Part of a data file –
◇ ◇ ◇ ◇ ◇ ◇ ◇

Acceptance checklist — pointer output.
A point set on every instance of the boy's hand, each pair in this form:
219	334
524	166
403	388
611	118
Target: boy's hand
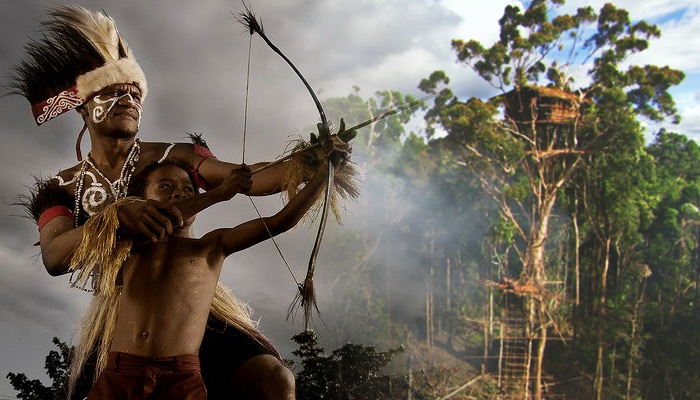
239	180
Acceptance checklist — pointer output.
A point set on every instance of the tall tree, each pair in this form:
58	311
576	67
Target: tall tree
57	364
525	160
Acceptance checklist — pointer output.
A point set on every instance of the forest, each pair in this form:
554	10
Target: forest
532	245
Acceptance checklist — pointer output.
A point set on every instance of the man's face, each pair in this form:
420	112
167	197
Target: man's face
114	111
168	184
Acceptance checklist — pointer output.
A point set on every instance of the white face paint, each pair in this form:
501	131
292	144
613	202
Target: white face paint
105	103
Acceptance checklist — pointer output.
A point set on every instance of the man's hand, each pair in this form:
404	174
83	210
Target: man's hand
337	147
151	220
239	180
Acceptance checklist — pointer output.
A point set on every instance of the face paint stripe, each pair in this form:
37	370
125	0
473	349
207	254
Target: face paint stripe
99	114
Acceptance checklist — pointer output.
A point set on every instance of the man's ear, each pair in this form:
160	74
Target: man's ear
81	109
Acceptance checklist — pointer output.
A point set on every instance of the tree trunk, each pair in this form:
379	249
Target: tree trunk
598	383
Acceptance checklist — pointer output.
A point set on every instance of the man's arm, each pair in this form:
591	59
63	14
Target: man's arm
252	232
268	181
58	240
237	181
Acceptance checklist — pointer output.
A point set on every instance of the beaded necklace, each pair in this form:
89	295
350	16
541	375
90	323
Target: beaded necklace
118	187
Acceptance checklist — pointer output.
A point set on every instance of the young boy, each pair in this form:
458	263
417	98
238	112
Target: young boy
168	287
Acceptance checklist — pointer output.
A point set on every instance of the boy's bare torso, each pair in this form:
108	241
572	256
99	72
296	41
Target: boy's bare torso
168	289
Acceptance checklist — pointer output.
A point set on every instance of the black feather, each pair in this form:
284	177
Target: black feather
45	193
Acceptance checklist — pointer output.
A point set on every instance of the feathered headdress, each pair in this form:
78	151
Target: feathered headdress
79	53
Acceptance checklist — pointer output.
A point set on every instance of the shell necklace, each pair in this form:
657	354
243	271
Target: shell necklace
94	197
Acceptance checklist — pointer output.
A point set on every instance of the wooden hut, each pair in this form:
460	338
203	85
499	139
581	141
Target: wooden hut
544	105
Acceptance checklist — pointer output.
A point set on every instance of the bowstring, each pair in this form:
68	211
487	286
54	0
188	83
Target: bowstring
245	131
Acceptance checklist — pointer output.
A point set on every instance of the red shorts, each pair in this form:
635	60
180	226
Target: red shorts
132	377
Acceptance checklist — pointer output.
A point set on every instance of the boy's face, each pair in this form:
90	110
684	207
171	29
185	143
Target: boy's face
168	184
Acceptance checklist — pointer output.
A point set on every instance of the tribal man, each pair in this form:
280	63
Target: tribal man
81	62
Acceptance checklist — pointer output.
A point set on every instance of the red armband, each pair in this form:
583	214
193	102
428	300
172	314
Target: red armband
198	179
203	151
53	212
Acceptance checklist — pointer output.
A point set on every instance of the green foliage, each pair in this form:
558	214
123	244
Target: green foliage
350	372
57	364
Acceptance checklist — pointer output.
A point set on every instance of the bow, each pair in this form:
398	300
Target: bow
306	296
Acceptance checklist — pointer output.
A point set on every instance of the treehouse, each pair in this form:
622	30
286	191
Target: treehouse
543	105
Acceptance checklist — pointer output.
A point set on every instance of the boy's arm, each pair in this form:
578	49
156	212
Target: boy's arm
252	232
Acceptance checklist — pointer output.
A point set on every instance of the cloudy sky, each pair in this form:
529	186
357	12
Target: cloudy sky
195	55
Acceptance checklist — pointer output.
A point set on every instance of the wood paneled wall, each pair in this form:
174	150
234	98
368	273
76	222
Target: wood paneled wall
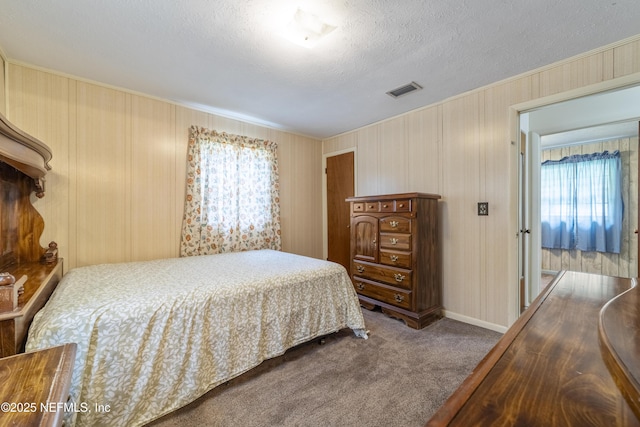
461	148
3	100
624	264
117	186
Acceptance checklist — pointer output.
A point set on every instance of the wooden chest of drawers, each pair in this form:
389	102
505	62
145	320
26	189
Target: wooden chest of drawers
395	258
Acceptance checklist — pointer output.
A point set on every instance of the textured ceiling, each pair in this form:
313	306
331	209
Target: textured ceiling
226	56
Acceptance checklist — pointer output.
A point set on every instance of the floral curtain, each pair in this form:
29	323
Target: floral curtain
232	201
581	202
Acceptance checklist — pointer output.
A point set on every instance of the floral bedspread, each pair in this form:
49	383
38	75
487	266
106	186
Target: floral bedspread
153	336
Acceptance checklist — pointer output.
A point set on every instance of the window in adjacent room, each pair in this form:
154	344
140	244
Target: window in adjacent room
581	202
232	200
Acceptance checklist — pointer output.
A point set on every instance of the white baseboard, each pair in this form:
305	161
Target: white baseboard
474	321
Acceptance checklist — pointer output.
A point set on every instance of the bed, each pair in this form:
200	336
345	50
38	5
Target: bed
153	336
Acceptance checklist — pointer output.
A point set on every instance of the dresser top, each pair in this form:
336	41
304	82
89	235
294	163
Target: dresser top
393	196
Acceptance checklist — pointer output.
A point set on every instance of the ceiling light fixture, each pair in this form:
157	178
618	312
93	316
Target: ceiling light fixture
306	29
403	90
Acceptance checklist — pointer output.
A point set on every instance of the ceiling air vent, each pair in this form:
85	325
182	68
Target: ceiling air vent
413	86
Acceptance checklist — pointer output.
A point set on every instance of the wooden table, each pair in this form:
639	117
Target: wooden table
549	369
42	279
34	386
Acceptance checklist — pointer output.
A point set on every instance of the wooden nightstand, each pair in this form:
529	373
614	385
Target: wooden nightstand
34	386
42	279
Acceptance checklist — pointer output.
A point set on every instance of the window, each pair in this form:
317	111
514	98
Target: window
232	201
581	203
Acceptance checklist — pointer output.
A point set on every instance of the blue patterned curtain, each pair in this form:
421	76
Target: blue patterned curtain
581	202
232	202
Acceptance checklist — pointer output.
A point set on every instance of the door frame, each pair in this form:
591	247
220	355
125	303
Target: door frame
514	124
325	239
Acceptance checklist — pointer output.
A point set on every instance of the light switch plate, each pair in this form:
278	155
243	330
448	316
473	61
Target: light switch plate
483	208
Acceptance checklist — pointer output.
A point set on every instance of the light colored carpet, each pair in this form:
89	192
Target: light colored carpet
398	377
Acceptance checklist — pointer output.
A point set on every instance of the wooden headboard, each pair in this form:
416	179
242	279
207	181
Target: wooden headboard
24	161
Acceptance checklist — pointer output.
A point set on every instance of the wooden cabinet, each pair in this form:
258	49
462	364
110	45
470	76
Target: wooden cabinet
553	366
395	257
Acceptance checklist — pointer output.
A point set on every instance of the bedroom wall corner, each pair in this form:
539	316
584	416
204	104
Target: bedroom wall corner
116	190
3	83
461	148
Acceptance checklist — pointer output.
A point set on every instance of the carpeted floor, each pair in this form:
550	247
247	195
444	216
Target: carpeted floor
398	377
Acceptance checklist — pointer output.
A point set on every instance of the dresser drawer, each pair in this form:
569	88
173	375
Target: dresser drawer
398	297
395	224
387	206
403	205
371	207
358	207
393	276
398	241
395	258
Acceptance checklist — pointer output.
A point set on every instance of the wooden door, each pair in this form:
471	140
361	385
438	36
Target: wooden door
340	185
365	238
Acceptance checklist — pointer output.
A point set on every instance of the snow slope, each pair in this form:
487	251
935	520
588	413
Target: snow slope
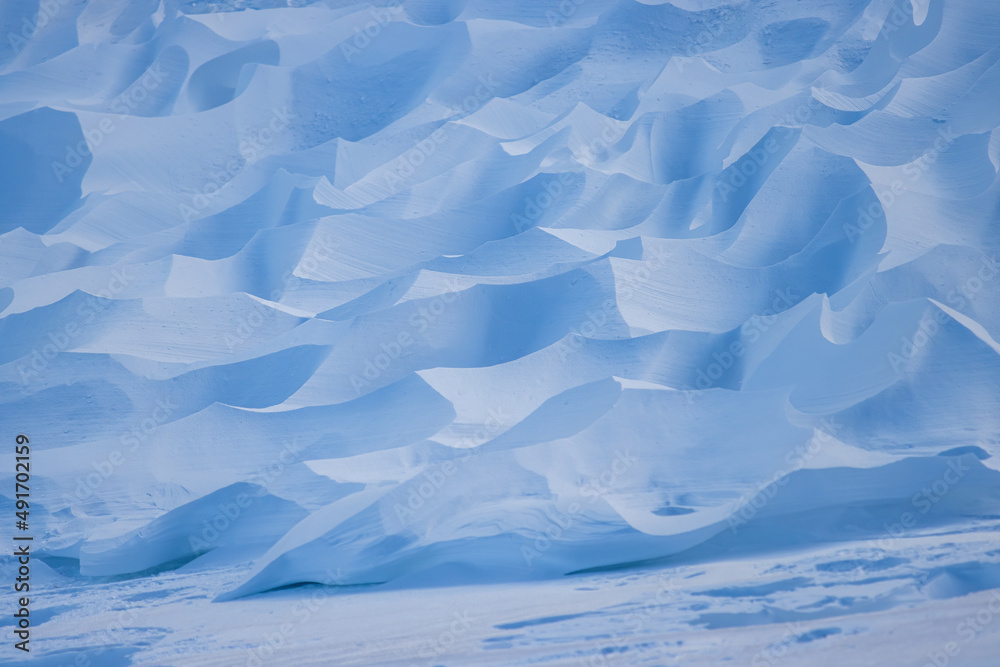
469	291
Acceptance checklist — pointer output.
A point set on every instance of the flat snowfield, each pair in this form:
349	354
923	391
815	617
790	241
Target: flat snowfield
522	332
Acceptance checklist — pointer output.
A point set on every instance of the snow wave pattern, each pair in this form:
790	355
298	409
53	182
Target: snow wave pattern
496	289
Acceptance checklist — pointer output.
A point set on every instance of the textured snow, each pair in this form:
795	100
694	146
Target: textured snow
483	291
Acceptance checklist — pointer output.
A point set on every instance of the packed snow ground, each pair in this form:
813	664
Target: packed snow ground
514	308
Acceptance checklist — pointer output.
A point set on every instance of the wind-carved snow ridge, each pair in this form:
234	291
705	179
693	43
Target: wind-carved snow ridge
487	290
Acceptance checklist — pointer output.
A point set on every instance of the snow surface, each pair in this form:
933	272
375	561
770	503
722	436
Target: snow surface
510	308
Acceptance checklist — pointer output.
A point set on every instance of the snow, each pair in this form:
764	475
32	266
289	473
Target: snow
524	332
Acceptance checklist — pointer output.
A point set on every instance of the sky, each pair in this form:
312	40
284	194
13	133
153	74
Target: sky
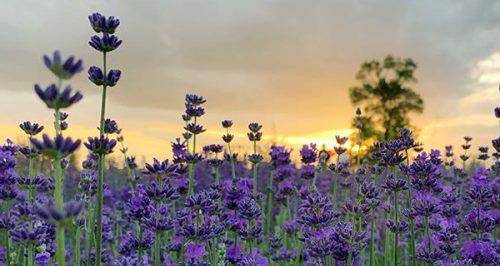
285	64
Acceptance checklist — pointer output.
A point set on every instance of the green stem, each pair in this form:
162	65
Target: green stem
77	251
60	251
5	231
59	201
428	234
269	207
89	225
233	166
254	170
349	256
396	233
157	258
372	237
100	180
191	179
31	254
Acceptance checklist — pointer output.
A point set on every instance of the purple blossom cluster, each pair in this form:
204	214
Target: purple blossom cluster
397	205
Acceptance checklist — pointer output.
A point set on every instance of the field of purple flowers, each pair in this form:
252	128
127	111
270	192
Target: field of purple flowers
397	205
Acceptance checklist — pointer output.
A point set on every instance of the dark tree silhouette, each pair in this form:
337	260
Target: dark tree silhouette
385	96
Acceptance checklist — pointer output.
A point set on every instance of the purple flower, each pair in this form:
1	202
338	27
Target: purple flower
96	76
111	127
480	253
309	154
254	136
195	251
59	146
56	99
254	127
227	123
194	128
63	70
496	144
31	129
106	43
394	184
194	100
100	145
42	258
102	24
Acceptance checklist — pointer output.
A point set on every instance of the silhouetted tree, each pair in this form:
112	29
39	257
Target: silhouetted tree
385	96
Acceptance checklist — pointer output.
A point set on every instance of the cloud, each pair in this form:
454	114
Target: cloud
287	64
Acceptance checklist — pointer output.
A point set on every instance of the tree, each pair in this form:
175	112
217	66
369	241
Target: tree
385	96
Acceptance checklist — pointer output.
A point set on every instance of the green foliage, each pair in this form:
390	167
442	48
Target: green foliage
385	96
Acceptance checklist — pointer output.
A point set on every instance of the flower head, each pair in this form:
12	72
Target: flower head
100	145
97	76
102	24
63	70
56	99
227	123
31	129
106	43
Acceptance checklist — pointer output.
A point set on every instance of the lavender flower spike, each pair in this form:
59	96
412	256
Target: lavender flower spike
63	70
56	99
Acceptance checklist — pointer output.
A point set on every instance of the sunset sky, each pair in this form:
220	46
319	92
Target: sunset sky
286	64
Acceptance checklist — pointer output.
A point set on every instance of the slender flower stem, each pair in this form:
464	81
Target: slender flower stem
59	201
157	259
396	233
59	196
100	180
89	225
409	206
233	166
6	240
77	251
31	253
428	234
372	237
192	167
269	207
254	171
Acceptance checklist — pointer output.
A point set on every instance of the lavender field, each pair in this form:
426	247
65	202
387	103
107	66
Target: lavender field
399	202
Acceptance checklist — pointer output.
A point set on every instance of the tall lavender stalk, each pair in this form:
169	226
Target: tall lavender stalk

◇ ◇ ◇ ◇ ◇ ◇ ◇

Exercise goal – Filter the records above down to the lines that contain the word "blossom", and copy each of those lines.

Response to the exercise –
A point set on every instance of the purple blossom cluster, each pair in this form:
Target: purple blossom cluster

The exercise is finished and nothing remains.